Dataset records:

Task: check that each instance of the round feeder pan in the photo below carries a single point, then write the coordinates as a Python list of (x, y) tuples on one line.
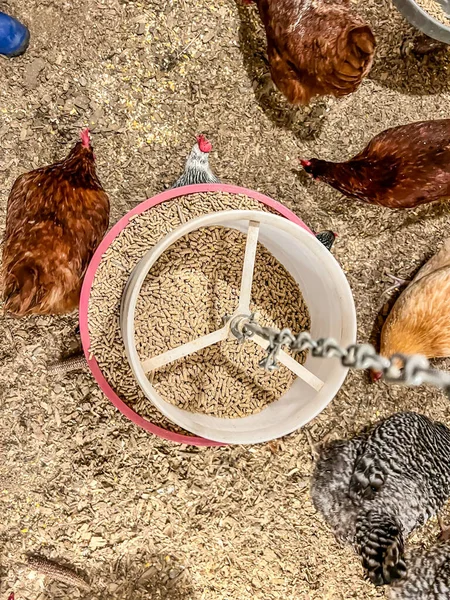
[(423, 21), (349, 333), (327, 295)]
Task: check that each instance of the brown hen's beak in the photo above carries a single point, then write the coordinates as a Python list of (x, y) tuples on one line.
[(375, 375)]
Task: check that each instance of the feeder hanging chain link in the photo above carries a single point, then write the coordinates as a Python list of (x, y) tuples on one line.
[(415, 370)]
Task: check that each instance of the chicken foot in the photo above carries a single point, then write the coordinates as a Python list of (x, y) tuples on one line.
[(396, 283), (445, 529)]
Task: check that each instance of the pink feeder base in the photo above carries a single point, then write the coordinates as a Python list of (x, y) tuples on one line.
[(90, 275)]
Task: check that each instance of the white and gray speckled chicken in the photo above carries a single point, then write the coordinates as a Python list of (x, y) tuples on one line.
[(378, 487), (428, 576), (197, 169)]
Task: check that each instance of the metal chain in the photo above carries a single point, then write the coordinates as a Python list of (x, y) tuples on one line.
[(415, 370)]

...

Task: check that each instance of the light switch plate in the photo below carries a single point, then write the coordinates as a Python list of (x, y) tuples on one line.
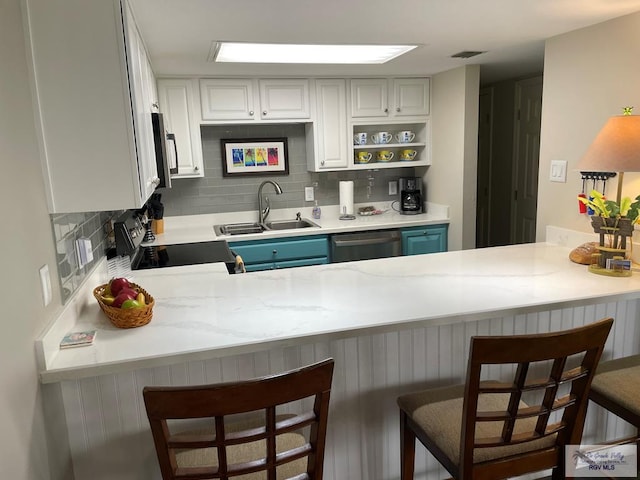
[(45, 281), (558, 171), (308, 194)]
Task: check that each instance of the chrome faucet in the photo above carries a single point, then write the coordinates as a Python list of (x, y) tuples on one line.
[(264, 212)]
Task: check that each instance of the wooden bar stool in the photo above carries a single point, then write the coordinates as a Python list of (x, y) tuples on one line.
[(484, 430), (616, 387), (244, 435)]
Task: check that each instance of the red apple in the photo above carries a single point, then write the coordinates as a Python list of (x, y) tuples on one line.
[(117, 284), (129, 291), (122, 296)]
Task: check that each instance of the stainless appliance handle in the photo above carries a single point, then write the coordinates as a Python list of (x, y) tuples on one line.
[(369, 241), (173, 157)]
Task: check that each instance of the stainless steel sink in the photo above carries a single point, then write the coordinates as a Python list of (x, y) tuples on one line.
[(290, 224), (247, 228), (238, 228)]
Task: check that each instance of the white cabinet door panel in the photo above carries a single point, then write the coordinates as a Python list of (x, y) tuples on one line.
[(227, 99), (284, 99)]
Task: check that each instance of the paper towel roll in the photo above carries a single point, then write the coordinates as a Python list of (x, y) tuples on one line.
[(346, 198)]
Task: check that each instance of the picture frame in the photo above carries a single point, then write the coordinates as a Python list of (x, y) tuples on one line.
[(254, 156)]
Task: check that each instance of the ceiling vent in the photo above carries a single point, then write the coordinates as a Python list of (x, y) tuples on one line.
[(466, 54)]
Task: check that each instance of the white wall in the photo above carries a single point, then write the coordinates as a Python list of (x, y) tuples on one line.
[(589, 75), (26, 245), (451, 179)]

Aim: Reproduce verbatim the portion of the entries above that opens with the line containing "Task: check that each instance of the brown" and closes with the line containing "[(396, 283), (445, 529)]", including both of those lines.

Written response:
Task: check that each instance of the brown hen's beak in the photo above carries a single point, then write the coordinates as a Python list of (x, y) tuples on one line.
[(375, 375)]
Task: check that each instance of the feeder hanging chain link in the photo above carries a single point, then write the coordinates as a Python list of (x, y) tuples on one line.
[(415, 370)]
Task: check that each instance of the chicken foot in the photo above carries a single point, then write the coordinates as a Python list of (x, y) tuples on one line.
[(396, 283), (445, 529)]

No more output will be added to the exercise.